STORED ROWS:
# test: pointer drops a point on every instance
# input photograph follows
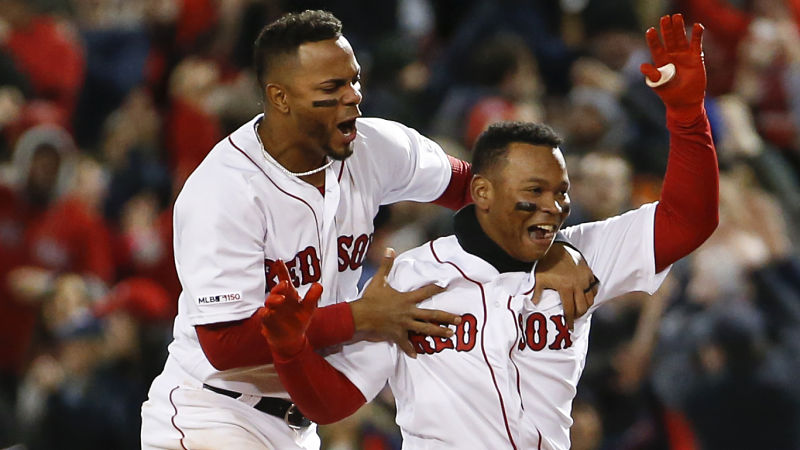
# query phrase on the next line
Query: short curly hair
(285, 35)
(493, 143)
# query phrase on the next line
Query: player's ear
(276, 97)
(482, 191)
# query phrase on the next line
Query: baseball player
(508, 376)
(300, 183)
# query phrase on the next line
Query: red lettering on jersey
(351, 252)
(521, 345)
(536, 331)
(466, 336)
(292, 274)
(442, 343)
(343, 244)
(306, 262)
(269, 274)
(309, 265)
(420, 343)
(466, 333)
(359, 251)
(563, 335)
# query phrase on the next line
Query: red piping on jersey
(172, 419)
(483, 349)
(511, 350)
(319, 239)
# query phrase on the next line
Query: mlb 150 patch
(222, 298)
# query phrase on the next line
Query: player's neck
(289, 151)
(473, 239)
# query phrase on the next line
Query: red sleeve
(688, 210)
(240, 343)
(457, 193)
(322, 393)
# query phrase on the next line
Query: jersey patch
(222, 298)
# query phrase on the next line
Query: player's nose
(550, 205)
(353, 95)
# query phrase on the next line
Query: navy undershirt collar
(474, 240)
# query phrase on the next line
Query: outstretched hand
(285, 317)
(383, 313)
(682, 94)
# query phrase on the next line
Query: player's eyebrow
(341, 81)
(564, 183)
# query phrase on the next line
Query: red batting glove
(683, 94)
(285, 317)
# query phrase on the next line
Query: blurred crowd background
(107, 105)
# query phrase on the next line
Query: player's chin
(340, 152)
(532, 249)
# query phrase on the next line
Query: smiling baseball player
(300, 183)
(508, 376)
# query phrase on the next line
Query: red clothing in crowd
(158, 264)
(17, 320)
(52, 58)
(71, 237)
(191, 133)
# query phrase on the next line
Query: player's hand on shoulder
(385, 314)
(285, 317)
(563, 269)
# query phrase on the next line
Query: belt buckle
(293, 416)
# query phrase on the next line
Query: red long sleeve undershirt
(688, 211)
(686, 216)
(240, 344)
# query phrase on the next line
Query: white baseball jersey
(508, 380)
(549, 357)
(459, 392)
(238, 213)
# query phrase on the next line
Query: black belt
(278, 407)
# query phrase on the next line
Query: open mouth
(542, 231)
(348, 129)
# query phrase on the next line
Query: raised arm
(688, 211)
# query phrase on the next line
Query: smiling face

SET PROBLEM: Collect every line in the listing above that contains the word "sleeve".

TASK ANSWER:
Query: red sleeve
Query: red long sleeve undershirt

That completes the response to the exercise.